**WHAT TO DO:** Present each line of the data below as an item in a numbered list, omitting any blank lines.

**RECORDS SHOWN:**
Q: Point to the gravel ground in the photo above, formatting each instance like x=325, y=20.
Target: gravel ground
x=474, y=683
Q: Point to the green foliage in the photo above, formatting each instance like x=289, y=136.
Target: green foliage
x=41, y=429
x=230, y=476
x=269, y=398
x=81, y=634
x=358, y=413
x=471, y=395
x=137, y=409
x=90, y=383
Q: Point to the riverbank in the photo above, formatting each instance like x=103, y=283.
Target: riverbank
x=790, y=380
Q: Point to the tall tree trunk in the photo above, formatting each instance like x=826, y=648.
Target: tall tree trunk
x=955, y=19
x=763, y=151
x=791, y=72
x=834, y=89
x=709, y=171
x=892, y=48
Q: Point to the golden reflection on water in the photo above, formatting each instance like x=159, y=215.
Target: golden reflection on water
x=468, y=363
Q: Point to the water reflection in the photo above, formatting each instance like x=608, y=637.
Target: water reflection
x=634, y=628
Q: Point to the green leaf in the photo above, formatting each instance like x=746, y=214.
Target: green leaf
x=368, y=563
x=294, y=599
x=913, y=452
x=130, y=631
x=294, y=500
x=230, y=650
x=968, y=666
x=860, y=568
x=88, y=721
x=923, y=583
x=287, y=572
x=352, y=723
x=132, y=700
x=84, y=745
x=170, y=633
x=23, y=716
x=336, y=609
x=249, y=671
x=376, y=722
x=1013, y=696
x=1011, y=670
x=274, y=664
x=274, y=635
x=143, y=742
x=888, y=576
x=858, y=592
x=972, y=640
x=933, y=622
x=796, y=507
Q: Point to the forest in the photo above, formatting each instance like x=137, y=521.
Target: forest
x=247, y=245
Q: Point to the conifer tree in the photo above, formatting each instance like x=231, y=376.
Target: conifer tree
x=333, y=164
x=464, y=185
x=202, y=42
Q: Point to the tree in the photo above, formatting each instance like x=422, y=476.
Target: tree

**IN RESPONSE:**
1. Q: Point to the gravel ground in the photo above, formatting each instance like x=325, y=20.
2. Target: gravel ground
3. x=474, y=683
4. Q: Point to the green foliage in the photo above, formatting each instance like x=289, y=136.
5. Target: green foliage
6. x=41, y=429
7. x=230, y=476
8. x=269, y=398
9. x=81, y=634
10. x=358, y=413
11. x=471, y=395
12. x=137, y=409
13. x=90, y=383
14. Q: Point to the riverbank in the photo above, formatting each instance like x=103, y=283.
15. Target: riverbank
16. x=790, y=380
17. Q: Point to the tall tree trunk in the photo above, formatting each instance like x=826, y=648.
18. Target: tall tree trunk
19. x=955, y=19
20. x=763, y=151
21. x=791, y=72
22. x=834, y=89
23. x=709, y=171
24. x=892, y=48
25. Q: Point to the golden reflection on water in the photo above, formatting each instance like x=159, y=215.
26. Target: golden reflection on water
27. x=468, y=363
28. Q: Point to the water reflection in the photo above, formatting each instance like x=608, y=637.
29. Target: water reflection
30. x=634, y=628
31. Q: Point to the green leaf in the photo above, formatting each instance like x=746, y=214.
32. Target: green leaf
33. x=368, y=563
34. x=294, y=599
35. x=913, y=452
36. x=130, y=631
37. x=294, y=500
38. x=230, y=650
39. x=968, y=666
40. x=860, y=568
41. x=88, y=721
42. x=923, y=583
43. x=287, y=572
44. x=352, y=723
45. x=132, y=700
46. x=84, y=745
47. x=170, y=633
48. x=23, y=716
49. x=336, y=609
50. x=249, y=671
51. x=376, y=722
52. x=1013, y=696
53. x=1011, y=670
54. x=274, y=664
55. x=274, y=635
56. x=143, y=742
57. x=888, y=576
58. x=858, y=592
59. x=972, y=640
60. x=933, y=622
61. x=796, y=507
62. Q: Point to the forest in the photo above, formatting each instance like x=137, y=521.
63. Target: forest
64. x=247, y=245
65. Q: Point to the conifer tree in the photo above, formatting each instance like x=231, y=376.
66. Target: conifer tree
67. x=333, y=164
68. x=464, y=185
69. x=202, y=42
70. Q: Point to the tree in the photo above, formatting each instance like x=422, y=476.
71. Target: tree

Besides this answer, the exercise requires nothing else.